ACTION ITEM:
Find all lines below containing the string "wall" and return them.

DATA FOR THIS EXERCISE:
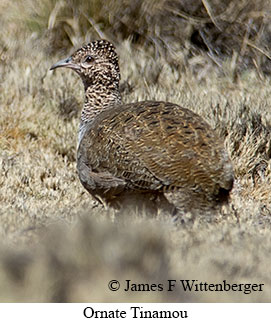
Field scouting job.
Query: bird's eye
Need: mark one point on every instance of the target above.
(89, 59)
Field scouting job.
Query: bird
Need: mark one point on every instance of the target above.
(153, 155)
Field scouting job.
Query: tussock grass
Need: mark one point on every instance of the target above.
(57, 244)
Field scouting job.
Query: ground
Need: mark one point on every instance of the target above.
(58, 244)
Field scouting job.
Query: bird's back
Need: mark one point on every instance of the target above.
(154, 146)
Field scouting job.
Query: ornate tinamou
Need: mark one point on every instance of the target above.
(156, 154)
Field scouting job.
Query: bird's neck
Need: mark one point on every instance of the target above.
(98, 98)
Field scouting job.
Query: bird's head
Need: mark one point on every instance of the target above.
(96, 63)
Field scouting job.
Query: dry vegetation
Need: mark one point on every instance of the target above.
(56, 243)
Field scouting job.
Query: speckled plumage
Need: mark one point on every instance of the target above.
(157, 152)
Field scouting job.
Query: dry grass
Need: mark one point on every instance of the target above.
(56, 243)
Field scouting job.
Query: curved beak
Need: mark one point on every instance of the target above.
(67, 62)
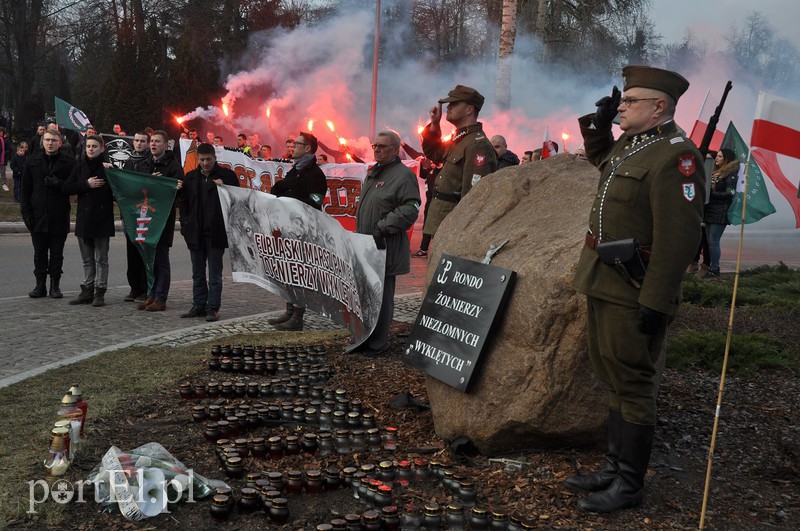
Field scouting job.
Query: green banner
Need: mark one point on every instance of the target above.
(70, 117)
(145, 202)
(758, 203)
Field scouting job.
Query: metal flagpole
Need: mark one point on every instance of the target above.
(375, 52)
(727, 347)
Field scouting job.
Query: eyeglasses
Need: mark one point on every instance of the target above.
(627, 102)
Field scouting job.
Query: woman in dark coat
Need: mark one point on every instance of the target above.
(715, 214)
(95, 220)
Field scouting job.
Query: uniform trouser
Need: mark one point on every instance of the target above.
(48, 253)
(625, 359)
(379, 339)
(94, 253)
(207, 294)
(137, 275)
(161, 274)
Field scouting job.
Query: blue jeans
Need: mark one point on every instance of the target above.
(94, 253)
(714, 234)
(207, 294)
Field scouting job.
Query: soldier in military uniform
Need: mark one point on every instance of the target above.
(467, 157)
(651, 194)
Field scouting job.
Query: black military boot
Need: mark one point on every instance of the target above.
(41, 288)
(295, 322)
(627, 489)
(285, 317)
(601, 479)
(99, 297)
(85, 296)
(55, 289)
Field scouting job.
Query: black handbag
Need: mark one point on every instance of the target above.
(626, 257)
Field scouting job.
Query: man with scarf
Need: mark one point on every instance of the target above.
(387, 207)
(467, 157)
(136, 272)
(304, 182)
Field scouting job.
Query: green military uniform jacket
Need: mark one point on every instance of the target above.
(656, 196)
(467, 157)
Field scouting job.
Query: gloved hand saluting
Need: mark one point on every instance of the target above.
(650, 321)
(606, 109)
(380, 240)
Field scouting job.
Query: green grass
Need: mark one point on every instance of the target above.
(107, 381)
(775, 287)
(748, 353)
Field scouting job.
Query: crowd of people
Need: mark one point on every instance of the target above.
(643, 230)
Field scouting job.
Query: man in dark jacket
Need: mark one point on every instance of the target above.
(203, 228)
(45, 211)
(387, 207)
(136, 272)
(307, 183)
(161, 162)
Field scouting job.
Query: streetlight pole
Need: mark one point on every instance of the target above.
(375, 52)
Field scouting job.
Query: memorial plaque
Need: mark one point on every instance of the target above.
(464, 302)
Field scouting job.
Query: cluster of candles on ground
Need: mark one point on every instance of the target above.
(67, 433)
(284, 390)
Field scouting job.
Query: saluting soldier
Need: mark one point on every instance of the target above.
(467, 157)
(644, 229)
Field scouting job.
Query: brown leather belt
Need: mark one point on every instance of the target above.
(592, 241)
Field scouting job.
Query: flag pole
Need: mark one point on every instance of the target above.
(727, 347)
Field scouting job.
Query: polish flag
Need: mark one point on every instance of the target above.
(776, 126)
(549, 148)
(701, 124)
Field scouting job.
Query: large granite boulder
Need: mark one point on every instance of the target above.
(535, 387)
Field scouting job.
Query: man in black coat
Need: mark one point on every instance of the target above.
(307, 183)
(203, 228)
(161, 162)
(45, 211)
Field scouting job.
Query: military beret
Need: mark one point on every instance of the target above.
(465, 94)
(666, 81)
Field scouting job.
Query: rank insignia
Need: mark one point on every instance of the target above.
(686, 165)
(688, 191)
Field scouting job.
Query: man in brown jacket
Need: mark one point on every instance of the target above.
(650, 194)
(467, 156)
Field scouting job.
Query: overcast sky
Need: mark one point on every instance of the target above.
(712, 19)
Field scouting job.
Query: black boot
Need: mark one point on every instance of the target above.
(285, 317)
(85, 296)
(99, 297)
(627, 489)
(295, 322)
(601, 479)
(41, 288)
(55, 289)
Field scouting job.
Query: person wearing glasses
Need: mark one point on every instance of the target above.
(466, 157)
(307, 183)
(387, 207)
(644, 228)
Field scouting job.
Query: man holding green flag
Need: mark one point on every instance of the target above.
(758, 203)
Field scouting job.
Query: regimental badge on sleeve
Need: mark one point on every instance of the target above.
(686, 165)
(688, 191)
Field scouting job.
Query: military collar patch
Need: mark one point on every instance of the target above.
(688, 191)
(686, 165)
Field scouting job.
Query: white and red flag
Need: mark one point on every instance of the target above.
(707, 110)
(549, 148)
(776, 126)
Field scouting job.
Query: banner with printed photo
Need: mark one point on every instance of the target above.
(304, 256)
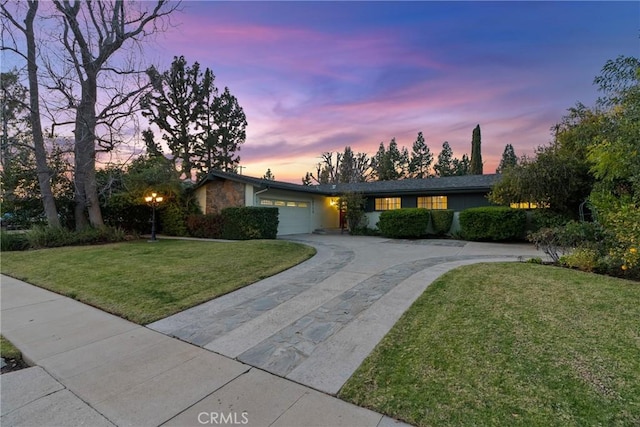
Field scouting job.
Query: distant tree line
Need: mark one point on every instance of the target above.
(392, 163)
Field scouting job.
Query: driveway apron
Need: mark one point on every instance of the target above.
(316, 323)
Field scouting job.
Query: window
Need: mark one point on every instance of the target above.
(388, 203)
(433, 202)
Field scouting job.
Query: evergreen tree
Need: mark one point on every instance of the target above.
(175, 106)
(508, 160)
(307, 179)
(462, 166)
(225, 136)
(445, 165)
(390, 164)
(203, 130)
(421, 158)
(476, 155)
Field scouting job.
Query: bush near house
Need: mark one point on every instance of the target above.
(250, 222)
(493, 223)
(404, 223)
(441, 221)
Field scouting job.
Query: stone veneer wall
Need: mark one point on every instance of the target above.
(224, 194)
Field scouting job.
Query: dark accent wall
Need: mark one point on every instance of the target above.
(457, 202)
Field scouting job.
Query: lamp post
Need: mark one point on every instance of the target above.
(153, 200)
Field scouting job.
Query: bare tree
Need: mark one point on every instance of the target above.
(43, 172)
(91, 33)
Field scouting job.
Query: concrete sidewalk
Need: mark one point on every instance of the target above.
(96, 369)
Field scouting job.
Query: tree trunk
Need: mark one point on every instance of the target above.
(86, 193)
(42, 168)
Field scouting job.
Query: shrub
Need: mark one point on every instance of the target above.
(250, 222)
(441, 221)
(13, 241)
(404, 223)
(205, 226)
(493, 223)
(544, 218)
(585, 259)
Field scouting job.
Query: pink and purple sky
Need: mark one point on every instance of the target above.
(318, 76)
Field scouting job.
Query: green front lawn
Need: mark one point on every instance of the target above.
(144, 282)
(510, 344)
(8, 350)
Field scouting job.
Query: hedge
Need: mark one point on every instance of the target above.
(404, 223)
(441, 221)
(493, 223)
(251, 222)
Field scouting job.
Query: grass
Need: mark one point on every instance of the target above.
(510, 344)
(8, 350)
(144, 282)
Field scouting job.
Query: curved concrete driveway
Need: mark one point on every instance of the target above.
(315, 323)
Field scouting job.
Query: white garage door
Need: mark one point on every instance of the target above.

FINAL ANSWER:
Query: stone veneer wall
Query: dark accent wall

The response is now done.